OBJECTIVE:
Reproduce verbatim every line of the records, from the first line through the line containing "62L50 56L47 57L47", inclusive.

[Recorded data]
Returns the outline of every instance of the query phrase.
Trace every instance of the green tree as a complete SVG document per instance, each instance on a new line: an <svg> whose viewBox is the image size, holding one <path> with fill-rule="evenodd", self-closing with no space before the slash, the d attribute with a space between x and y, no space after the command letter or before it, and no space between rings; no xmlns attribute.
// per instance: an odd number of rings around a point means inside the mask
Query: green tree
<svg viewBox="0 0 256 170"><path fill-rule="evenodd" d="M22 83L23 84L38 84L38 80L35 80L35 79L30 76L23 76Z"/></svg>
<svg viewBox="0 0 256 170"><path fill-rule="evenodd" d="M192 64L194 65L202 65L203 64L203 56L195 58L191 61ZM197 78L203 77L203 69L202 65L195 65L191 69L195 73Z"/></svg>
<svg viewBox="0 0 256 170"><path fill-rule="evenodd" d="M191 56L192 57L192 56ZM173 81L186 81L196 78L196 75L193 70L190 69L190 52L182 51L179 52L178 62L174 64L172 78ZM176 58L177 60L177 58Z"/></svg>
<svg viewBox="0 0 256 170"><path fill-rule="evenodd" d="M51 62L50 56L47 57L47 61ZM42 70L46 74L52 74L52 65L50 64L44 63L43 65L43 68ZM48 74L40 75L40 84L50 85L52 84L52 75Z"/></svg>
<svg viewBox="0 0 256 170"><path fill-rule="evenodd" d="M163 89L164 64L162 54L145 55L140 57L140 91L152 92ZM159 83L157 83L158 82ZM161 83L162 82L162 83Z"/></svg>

TASK OUTPUT:
Returns the outline of every instance of the query phrase.
Trace every instance of the green tree as a complete SVG document per instance, each instance on a new line: an <svg> whose viewBox is the image size, holding one <path> with fill-rule="evenodd", self-closing with no space before the slash, the d attribute with a space between x and y, no space after the command letter or before it, and no space between rings; no xmlns attribute.
// per instance: an odd number of rings around a point means inside the mask
Query: green tree
<svg viewBox="0 0 256 170"><path fill-rule="evenodd" d="M22 83L23 84L38 84L38 80L35 80L35 79L30 76L23 76Z"/></svg>
<svg viewBox="0 0 256 170"><path fill-rule="evenodd" d="M192 64L194 65L202 65L203 64L203 56L195 58L191 61ZM197 78L203 77L203 69L202 65L195 65L191 69L195 73Z"/></svg>
<svg viewBox="0 0 256 170"><path fill-rule="evenodd" d="M191 56L192 57L192 56ZM173 81L186 81L196 78L196 75L193 70L190 69L190 52L182 51L179 52L178 62L174 64L172 78ZM176 58L177 60L177 58Z"/></svg>
<svg viewBox="0 0 256 170"><path fill-rule="evenodd" d="M51 62L50 56L47 57L47 61ZM42 70L46 74L52 74L52 65L50 64L44 63L43 65L43 68ZM48 74L40 75L40 84L50 85L52 84L52 75Z"/></svg>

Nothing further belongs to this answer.